Task objective ▸
Print the rows below verbatim, starting at the line that contains "Where can the football" and running through the last line of the rows.

—————

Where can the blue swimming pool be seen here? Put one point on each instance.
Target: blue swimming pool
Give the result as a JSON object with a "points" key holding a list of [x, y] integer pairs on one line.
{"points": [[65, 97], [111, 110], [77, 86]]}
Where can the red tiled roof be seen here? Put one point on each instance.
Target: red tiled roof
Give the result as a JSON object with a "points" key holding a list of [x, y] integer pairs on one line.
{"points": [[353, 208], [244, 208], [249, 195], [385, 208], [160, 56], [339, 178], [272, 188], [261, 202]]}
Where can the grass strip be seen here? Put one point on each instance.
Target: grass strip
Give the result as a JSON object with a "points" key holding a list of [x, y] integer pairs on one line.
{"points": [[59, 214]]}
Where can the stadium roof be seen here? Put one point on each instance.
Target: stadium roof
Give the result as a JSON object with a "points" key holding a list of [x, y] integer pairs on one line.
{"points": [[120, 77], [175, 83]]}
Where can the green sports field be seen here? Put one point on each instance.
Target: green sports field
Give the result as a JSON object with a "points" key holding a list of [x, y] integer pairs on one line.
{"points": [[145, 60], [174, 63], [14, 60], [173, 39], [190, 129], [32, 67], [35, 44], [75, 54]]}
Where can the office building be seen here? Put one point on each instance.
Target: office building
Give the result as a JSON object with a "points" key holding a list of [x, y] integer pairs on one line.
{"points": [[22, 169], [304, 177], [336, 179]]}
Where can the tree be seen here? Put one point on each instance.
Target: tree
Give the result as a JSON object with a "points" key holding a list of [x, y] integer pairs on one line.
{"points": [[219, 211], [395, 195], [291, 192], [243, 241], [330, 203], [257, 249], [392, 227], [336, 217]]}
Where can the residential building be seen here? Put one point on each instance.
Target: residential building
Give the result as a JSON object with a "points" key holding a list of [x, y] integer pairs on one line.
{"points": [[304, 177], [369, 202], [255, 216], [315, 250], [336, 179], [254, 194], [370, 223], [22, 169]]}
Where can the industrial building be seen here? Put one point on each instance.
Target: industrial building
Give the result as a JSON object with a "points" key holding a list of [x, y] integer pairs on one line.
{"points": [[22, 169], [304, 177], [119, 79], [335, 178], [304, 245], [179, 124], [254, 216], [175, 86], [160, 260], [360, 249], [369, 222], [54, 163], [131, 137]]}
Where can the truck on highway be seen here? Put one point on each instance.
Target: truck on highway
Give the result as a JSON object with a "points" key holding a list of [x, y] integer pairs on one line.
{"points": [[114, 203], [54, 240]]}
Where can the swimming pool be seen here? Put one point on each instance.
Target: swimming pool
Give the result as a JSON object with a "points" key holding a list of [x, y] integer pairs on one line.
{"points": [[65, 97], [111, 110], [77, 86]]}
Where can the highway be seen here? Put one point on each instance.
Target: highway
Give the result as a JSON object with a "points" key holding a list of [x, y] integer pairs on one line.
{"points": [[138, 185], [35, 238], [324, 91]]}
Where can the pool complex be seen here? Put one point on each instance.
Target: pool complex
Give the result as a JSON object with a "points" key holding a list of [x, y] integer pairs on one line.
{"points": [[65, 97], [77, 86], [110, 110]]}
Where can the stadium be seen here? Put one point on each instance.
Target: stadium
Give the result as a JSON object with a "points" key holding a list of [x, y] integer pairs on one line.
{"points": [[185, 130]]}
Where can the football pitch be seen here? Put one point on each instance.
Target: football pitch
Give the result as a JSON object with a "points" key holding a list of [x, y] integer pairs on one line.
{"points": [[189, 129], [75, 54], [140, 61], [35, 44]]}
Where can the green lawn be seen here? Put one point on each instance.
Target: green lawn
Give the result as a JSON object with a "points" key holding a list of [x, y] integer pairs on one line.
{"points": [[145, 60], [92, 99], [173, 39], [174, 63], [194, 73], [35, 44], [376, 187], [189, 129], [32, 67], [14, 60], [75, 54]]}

—————

Correct result ▸
Where can the football pitch be seen here? Put one point on each instance.
Target: football pitch
Give the result as a JSON object with a "points" key holding a list of [x, y] integer pairs on one line.
{"points": [[189, 129], [75, 54], [140, 61], [35, 44]]}
Where can the green lawn be seen here? Put one point on each instance.
Target: green lawn
Give the result as a JSON object with a "points" key holding a list of [x, y] integer pairs on one line.
{"points": [[145, 60], [92, 99], [173, 39], [174, 63], [194, 73], [35, 44], [376, 187], [189, 129], [32, 67], [14, 60], [75, 54]]}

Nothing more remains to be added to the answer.